= WORK TO BE COMPLETED =
Reproduce the listing below line for line, leaving every character unchanged.

= SOURCE RECORDS =
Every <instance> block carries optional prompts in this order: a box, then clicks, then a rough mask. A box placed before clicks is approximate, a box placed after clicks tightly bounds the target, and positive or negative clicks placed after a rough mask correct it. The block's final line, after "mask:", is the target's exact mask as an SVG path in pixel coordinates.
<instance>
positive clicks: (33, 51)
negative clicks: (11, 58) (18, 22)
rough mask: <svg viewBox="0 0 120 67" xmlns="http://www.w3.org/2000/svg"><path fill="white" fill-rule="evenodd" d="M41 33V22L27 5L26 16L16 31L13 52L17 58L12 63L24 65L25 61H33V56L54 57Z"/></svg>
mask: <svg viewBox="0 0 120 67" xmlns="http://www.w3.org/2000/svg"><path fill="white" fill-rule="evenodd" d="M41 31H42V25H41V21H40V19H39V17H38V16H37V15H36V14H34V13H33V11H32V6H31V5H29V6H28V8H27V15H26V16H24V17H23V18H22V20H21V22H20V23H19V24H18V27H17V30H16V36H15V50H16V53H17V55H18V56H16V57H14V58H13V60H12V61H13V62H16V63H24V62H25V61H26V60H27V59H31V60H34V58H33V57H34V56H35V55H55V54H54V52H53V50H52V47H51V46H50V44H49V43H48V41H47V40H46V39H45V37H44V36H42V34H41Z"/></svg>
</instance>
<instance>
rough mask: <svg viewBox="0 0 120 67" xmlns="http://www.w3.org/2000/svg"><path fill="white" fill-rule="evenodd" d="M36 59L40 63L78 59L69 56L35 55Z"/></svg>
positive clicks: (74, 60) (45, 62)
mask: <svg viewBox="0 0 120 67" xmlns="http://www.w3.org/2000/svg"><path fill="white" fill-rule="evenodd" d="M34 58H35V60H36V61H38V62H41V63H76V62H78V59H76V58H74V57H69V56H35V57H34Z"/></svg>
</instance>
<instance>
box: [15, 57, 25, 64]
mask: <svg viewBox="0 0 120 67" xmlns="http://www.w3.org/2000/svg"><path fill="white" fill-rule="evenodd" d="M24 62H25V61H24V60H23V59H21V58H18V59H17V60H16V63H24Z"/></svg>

= RESPONSE BOX =
Every <instance> block carries optional prompts in this order: a box, then clicks, then a rough mask. A box placed before clicks is approximate, a box placed after clicks tightly bounds the target, and positive or negative clicks placed after a rough mask correct it. The block's final line, after "mask:", is the target's exact mask as an SVG path in pixel coordinates.
<instance>
positive clicks: (33, 51)
negative clicks: (11, 58) (18, 22)
rough mask: <svg viewBox="0 0 120 67" xmlns="http://www.w3.org/2000/svg"><path fill="white" fill-rule="evenodd" d="M41 33V22L27 5L26 16L16 31L13 52L17 58L12 63L24 65L25 61H33V56L54 57Z"/></svg>
mask: <svg viewBox="0 0 120 67" xmlns="http://www.w3.org/2000/svg"><path fill="white" fill-rule="evenodd" d="M41 31H42V25H41V21H40V19H39V17H38V16H37V15H36V14H34V13H33V11H32V6H31V5H29V6H28V8H27V15H26V16H24V17H23V18H22V20H21V22H20V23H19V24H18V27H17V30H16V36H15V50H16V53H17V55H18V56H16V57H14V58H13V60H12V61H13V62H16V63H24V62H25V61H26V60H27V59H31V60H34V58H33V57H34V56H35V55H55V54H54V52H53V50H52V47H51V46H50V44H49V43H48V41H47V40H46V39H45V37H44V36H42V34H41Z"/></svg>
</instance>
<instance>
rough mask: <svg viewBox="0 0 120 67" xmlns="http://www.w3.org/2000/svg"><path fill="white" fill-rule="evenodd" d="M36 59L40 63L78 59L69 56L35 55Z"/></svg>
positive clicks: (74, 60) (45, 62)
mask: <svg viewBox="0 0 120 67" xmlns="http://www.w3.org/2000/svg"><path fill="white" fill-rule="evenodd" d="M34 58H35V60H36V61H38V62H41V63H76V62H78V59H76V58H74V57H69V56H35V57H34Z"/></svg>
</instance>
<instance>
box: [15, 57, 25, 64]
mask: <svg viewBox="0 0 120 67" xmlns="http://www.w3.org/2000/svg"><path fill="white" fill-rule="evenodd" d="M24 62H25V61H24V60H23V59H21V58H18V59H17V60H16V63H24Z"/></svg>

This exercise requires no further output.